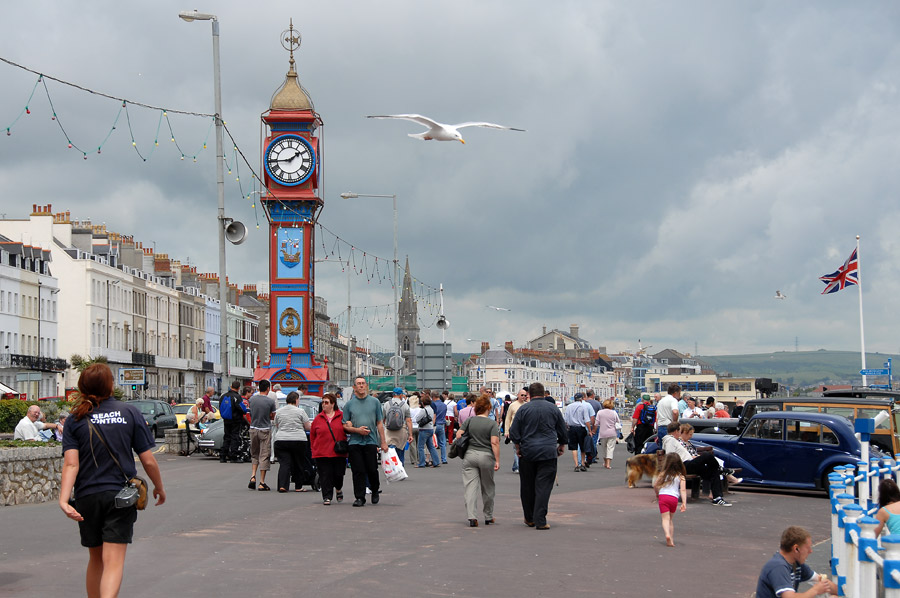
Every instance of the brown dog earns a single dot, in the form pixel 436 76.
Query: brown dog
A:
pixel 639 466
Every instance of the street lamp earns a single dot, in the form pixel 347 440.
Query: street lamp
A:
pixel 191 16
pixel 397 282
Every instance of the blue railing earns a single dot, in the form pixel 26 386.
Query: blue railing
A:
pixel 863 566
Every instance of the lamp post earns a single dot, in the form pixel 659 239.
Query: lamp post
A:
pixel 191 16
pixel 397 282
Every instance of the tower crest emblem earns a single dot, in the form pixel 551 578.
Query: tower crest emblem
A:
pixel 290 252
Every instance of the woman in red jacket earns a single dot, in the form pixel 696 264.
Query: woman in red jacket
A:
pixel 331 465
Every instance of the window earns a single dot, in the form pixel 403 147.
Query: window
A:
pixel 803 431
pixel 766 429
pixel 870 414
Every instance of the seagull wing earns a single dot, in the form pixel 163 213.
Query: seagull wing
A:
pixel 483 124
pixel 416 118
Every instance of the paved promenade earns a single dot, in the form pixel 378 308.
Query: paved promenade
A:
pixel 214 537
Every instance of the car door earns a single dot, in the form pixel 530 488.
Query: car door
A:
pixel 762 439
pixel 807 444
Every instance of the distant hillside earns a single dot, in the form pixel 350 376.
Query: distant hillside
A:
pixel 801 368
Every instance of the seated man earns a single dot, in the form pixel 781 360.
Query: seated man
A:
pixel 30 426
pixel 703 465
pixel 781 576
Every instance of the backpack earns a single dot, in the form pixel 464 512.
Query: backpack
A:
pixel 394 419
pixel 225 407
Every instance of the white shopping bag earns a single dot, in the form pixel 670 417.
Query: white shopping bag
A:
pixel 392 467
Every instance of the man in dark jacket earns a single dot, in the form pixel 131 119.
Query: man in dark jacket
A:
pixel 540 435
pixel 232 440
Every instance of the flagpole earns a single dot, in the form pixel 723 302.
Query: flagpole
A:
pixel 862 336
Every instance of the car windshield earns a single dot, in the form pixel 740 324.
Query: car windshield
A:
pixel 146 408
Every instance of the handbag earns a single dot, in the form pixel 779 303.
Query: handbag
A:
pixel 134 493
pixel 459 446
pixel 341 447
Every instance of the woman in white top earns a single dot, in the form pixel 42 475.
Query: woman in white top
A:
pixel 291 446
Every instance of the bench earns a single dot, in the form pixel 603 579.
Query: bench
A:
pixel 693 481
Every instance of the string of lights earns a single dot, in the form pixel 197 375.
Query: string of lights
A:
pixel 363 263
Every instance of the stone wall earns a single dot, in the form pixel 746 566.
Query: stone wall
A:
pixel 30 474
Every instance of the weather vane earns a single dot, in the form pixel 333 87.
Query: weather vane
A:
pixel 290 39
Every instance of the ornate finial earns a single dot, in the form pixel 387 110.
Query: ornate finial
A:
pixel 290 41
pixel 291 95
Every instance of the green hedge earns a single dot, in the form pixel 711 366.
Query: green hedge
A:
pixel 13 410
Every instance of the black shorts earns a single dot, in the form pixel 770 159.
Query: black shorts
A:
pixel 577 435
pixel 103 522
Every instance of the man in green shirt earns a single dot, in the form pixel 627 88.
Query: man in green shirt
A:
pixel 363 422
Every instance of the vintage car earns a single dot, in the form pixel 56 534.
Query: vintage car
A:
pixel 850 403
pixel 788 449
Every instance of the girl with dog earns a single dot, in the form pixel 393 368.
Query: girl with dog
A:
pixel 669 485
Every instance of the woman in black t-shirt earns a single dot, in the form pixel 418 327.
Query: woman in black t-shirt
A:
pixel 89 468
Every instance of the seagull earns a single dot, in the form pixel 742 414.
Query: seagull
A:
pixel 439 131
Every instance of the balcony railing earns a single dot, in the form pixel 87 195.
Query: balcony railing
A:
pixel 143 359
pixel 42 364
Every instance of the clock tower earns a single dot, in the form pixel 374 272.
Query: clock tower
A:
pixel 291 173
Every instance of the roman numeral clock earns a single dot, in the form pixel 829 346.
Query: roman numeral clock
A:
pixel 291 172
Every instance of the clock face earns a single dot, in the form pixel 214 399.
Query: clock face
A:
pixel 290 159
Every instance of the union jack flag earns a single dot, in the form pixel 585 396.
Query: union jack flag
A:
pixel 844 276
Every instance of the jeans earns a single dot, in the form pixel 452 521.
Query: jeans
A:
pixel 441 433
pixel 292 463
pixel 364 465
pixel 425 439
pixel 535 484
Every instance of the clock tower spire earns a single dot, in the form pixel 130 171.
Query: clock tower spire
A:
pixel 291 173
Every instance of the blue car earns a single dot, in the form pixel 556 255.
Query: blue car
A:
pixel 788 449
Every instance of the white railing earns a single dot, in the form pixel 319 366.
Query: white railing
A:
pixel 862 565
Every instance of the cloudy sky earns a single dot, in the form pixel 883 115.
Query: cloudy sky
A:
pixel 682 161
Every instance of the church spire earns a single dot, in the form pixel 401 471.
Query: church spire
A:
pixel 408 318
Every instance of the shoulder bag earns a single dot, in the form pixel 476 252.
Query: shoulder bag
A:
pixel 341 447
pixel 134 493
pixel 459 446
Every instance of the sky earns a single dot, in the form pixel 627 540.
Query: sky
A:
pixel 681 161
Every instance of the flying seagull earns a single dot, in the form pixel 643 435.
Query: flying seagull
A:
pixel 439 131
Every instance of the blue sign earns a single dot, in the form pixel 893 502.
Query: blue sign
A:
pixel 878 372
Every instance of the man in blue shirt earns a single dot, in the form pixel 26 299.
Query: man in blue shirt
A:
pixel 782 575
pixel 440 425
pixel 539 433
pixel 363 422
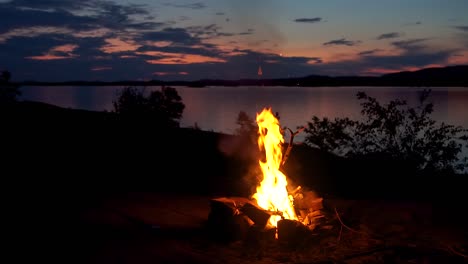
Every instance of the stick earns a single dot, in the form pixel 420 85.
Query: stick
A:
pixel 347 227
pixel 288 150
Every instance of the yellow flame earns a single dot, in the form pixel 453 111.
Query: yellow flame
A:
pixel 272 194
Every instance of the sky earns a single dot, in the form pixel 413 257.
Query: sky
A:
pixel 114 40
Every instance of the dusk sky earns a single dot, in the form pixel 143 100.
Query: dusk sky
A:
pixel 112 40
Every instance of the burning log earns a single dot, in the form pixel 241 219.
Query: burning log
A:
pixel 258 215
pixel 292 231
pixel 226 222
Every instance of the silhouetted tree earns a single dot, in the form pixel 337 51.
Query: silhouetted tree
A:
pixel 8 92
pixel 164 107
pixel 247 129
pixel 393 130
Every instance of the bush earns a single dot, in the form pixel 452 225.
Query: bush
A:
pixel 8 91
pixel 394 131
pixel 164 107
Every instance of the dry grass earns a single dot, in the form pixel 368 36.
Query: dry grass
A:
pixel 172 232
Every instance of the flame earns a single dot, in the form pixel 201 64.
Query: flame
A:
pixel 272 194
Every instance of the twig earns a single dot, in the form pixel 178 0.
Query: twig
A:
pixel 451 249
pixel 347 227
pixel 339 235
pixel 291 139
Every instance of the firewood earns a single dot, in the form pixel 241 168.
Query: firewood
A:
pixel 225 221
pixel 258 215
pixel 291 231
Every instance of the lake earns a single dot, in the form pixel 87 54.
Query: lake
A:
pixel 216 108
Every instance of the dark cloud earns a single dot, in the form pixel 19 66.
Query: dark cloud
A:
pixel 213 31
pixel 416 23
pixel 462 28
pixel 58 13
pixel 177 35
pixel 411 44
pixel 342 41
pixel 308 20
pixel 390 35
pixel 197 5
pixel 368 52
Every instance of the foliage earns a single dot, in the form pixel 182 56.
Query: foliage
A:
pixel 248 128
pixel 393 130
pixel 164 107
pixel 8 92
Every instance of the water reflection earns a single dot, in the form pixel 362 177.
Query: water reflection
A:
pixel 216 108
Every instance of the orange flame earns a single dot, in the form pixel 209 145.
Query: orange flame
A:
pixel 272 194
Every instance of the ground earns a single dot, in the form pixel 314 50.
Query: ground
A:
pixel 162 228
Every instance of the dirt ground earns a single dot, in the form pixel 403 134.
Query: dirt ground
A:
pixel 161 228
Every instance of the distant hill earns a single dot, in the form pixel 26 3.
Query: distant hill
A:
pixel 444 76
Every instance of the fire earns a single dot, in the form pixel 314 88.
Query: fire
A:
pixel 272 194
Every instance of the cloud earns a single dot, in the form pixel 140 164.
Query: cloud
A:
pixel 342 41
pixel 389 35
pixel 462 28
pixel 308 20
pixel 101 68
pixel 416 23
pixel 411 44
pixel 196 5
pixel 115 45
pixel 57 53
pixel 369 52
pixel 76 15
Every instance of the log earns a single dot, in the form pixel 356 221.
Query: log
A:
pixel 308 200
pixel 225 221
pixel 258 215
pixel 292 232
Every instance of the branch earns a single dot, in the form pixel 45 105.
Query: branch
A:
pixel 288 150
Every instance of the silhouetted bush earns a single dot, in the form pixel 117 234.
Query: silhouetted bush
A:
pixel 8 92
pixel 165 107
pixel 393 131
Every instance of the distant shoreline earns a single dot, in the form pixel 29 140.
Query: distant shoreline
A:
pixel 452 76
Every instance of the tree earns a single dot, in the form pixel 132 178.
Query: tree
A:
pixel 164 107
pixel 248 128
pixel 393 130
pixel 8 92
▬▬▬
DIRECTIONS FOR THIS TASK>
Only the lines above starting at the line that holds "Query: dusk sky" and ending at the line that holds "Every instance of the bush" are to be repeated, exactly and in full.

ANSWER TO THIS EXERCISE>
Query: dusk sky
A:
pixel 112 40
Every instance of the burning log earns a single dot, in the form pixel 241 219.
Query: burning log
A:
pixel 258 215
pixel 292 231
pixel 226 222
Every instance of the silhouetted tree earns a single dot, in the form pixel 337 51.
Query: silhouetted tree
A:
pixel 8 92
pixel 164 107
pixel 247 129
pixel 393 130
Every instance of the bush earns a single dot, in the form pixel 452 225.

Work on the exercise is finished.